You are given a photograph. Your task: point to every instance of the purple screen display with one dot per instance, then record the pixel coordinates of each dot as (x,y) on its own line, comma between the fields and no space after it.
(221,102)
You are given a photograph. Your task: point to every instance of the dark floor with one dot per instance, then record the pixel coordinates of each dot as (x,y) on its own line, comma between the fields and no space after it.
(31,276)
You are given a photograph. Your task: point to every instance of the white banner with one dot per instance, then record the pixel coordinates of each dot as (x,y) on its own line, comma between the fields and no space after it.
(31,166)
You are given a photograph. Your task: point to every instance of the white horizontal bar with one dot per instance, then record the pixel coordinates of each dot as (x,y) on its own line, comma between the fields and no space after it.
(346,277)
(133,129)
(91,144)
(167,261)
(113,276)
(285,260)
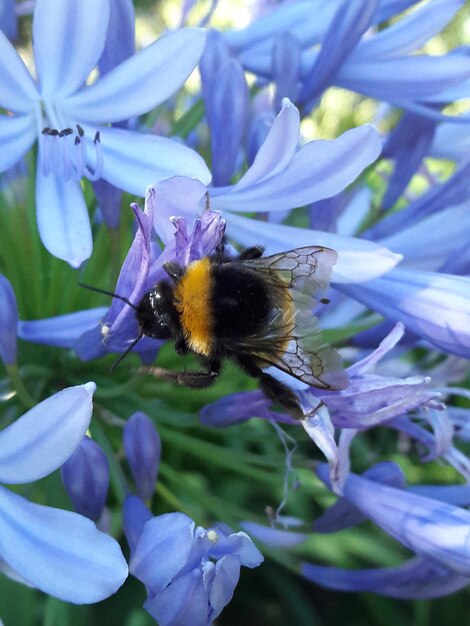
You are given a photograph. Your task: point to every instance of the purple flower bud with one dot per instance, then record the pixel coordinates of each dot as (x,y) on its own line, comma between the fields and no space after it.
(135,515)
(142,445)
(8,322)
(86,478)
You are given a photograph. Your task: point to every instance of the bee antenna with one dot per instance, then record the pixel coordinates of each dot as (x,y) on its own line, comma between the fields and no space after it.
(129,348)
(109,293)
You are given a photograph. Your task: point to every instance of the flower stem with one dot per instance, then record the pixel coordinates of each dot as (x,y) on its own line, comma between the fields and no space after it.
(17,382)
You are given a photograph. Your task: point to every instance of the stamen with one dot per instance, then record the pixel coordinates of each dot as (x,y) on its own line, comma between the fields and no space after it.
(98,171)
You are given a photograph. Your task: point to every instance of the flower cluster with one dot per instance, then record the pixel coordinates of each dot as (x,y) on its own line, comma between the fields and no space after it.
(243,155)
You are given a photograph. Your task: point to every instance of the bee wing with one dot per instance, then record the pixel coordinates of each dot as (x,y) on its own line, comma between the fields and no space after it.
(293,342)
(305,269)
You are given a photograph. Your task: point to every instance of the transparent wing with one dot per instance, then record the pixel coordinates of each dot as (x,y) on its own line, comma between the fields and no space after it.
(293,342)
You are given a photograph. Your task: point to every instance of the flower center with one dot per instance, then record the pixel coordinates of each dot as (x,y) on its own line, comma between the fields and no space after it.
(64,154)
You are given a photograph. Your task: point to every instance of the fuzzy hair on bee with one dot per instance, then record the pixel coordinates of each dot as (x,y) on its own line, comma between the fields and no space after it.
(252,309)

● ● ● ●

## Exercise goal
In the listing above, find the line containing "of the transparent"; that line and every line after it, through the last, are to be retyped exactly.

## Worked solution
You are given a photograph. Your task: point to every instance of the transparent wing with one dot per instance, then record the pixel coordinates of each dot as (x,y) on its own line, comma between the fields and no space after it.
(293,342)
You are given a photograph. Your task: point to every instance of the flower center with one dot per instance, then record the pixel coordinates of each dot as (x,y) on its own line, comma between the fields and no space after it.
(64,154)
You are given a photograph. Your task: point to every instance of the fuzzy hair on bee with one dot per instance, then record the pixel coordinates of each dot as (x,y) on its own line, comma between the fields and no space after it.
(252,309)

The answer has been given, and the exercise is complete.